RECORDED DATA:
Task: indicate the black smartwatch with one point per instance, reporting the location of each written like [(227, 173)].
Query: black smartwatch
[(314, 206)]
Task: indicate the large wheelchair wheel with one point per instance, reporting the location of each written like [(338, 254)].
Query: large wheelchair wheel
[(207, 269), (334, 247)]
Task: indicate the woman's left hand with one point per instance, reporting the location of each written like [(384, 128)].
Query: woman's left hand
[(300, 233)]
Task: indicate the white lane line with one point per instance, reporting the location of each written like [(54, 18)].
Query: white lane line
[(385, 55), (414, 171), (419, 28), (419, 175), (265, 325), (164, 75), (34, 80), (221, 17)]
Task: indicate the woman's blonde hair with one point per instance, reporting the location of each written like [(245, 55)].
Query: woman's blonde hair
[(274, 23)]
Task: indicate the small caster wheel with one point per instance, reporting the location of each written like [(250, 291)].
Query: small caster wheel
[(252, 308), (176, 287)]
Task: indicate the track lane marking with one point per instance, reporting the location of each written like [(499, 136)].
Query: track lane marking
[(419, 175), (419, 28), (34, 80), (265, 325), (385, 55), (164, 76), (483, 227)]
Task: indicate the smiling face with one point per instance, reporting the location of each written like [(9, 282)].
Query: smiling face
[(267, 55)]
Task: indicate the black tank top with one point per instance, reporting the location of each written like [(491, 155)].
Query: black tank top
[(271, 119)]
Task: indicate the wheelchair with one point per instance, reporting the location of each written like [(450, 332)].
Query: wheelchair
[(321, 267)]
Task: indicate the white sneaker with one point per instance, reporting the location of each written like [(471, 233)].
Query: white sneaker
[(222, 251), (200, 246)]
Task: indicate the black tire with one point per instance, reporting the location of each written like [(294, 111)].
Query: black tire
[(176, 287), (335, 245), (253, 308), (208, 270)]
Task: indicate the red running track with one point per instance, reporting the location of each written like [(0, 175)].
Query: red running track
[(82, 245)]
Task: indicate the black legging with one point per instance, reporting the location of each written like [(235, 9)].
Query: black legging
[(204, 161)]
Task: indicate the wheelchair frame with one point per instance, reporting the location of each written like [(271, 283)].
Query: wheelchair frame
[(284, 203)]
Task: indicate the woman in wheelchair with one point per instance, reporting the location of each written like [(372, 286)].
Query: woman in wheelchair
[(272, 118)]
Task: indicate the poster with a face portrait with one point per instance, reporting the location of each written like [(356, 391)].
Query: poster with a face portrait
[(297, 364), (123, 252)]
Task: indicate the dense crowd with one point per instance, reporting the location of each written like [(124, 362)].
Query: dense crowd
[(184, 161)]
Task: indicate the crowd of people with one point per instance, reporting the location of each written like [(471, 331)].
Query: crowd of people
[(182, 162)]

TRY IT: Each entry is to be given again, exactly as it stands.

ANSWER SECTION:
Task: indicate the black smartwatch with one point per instance, reporting the location of each written like [(227, 173)].
Query: black smartwatch
[(314, 206)]
Task: indicate the large wheelchair wheel with one point per instance, reporting the location of each written like [(338, 254)].
Query: large wheelchair wheel
[(207, 269), (334, 247)]
Task: indicate the woman's left hand with one point per instance, reporting the location of each written like [(384, 128)].
Query: woman's left hand
[(300, 233)]
Task: indicate the white lane line with one point per instance, reporting the location of each written like [(54, 18)].
Query: white lane line
[(385, 55), (414, 171), (419, 28), (419, 175), (265, 325), (164, 75), (34, 80), (221, 17)]
Task: indicate the woman's blonde hair with one point per instance, reporting the location of each written like [(245, 55)].
Query: woman's blonde hair
[(274, 23)]
Task: indicate the small caster wheel with one point per instance, reporting the location of each written like [(250, 291)].
Query: small caster wheel
[(252, 308), (176, 287)]
Task: indicate the track lane marking with one point per instance, reporting the location of each written like [(499, 136)].
Query: track lane marking
[(419, 175), (419, 28), (34, 80), (265, 325), (385, 55), (164, 76), (483, 227)]
Task: indicate the smiling face with one point per instance, reporting the location of each written like [(9, 282)].
Query: smiling face
[(267, 55)]
Task: indicate the black tank top with one point per instance, reporting the location of each written like [(491, 155)].
Query: black tank top
[(271, 119)]
Task: indicate the wheelchair with one point per instance, reporting the location of each written like [(450, 332)].
Query: wheelchair
[(321, 267)]
Task: indicate the white sneaker with one point per instance, reporting the location of each written like [(471, 233)].
Query: white sneaker
[(222, 251), (200, 246)]
Task: indicate the black tire with one point per instance, reporting the location of each written like [(294, 111)].
Query: black tire
[(176, 287), (335, 245), (253, 308), (208, 270)]
Task: indicate the red running track with one point per instance, reporting the location of each written like [(0, 175)].
Query: red running track
[(82, 245)]
Task: indicate the black legging with one point per instance, reporting the location of each written like [(235, 9)].
Query: black legging
[(204, 161)]
Task: indicate the wheelchair frame with one point per instance, reporting the location of each written like [(271, 283)].
Query: wheelchair frame
[(284, 203)]
Task: indicate the woman in wheelchair with one point per instance, reporting the location of each written like [(372, 286)].
Query: woman in wheelchair
[(272, 118)]
Task: indicate the poster with a face portrait with one point per instance, reporting the location of each written like [(356, 391)].
Query: poster with a face portrait
[(297, 364), (123, 252)]
Task: indicate the dense crowd with one point per instance, reporting the location of each written like [(124, 362)].
Query: dense crowd
[(184, 161)]
Task: indicate the crowd of people with one point per instance, reporting the location of each written like [(471, 331)].
Query: crowd of people
[(182, 162)]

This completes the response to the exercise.